Update the items from the line containing "For the benchmark, mark every instance of the flat" up to and including the line containing "[[136, 252]]" by replacing "flat roof" with "roof deck", leaving all else unchanged. Output only those lines.

__Records to process__:
________
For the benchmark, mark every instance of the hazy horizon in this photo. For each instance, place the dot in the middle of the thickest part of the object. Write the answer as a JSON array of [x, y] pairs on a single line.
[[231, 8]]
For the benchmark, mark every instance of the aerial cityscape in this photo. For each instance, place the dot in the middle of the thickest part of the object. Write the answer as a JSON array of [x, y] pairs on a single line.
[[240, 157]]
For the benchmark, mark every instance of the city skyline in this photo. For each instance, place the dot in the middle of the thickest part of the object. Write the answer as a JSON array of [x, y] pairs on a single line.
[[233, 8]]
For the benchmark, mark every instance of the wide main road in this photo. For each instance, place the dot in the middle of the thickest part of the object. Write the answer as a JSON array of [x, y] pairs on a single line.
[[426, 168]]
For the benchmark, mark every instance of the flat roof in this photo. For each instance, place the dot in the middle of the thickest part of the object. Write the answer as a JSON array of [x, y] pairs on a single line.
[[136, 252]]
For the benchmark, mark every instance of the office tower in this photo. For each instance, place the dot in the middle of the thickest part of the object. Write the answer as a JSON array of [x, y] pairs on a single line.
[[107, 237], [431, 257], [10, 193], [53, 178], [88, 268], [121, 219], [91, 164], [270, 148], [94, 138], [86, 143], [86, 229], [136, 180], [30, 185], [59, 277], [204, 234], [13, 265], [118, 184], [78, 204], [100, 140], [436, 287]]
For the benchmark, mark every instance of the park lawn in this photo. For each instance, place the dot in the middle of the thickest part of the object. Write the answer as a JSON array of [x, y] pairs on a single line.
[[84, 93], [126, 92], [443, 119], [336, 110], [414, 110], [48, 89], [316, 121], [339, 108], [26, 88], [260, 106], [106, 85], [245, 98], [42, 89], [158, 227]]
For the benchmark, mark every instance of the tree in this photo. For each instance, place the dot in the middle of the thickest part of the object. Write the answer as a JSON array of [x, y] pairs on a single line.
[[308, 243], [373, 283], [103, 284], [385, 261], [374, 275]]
________
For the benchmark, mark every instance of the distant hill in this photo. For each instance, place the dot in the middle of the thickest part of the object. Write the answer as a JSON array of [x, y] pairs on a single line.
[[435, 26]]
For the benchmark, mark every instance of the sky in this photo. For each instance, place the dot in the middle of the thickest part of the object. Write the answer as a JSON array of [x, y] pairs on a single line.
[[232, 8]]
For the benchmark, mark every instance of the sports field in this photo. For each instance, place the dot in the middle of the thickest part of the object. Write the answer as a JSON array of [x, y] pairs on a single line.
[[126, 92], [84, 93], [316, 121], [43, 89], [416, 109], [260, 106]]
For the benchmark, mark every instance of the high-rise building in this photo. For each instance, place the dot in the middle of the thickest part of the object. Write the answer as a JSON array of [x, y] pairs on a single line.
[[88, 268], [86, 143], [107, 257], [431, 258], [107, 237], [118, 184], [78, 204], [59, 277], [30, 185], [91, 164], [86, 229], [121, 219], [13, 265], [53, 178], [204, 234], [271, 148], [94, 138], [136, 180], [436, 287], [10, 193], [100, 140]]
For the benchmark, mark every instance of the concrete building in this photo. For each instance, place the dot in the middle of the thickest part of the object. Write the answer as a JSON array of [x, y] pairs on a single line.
________
__Output for this exercise__:
For the benchmark, mark every instance of the roof deck in this photo. For each instance, place the dot in the middle of the thickest part of the object. Write the answer as a JSON array of [x, y] pairs on a single line.
[[136, 252]]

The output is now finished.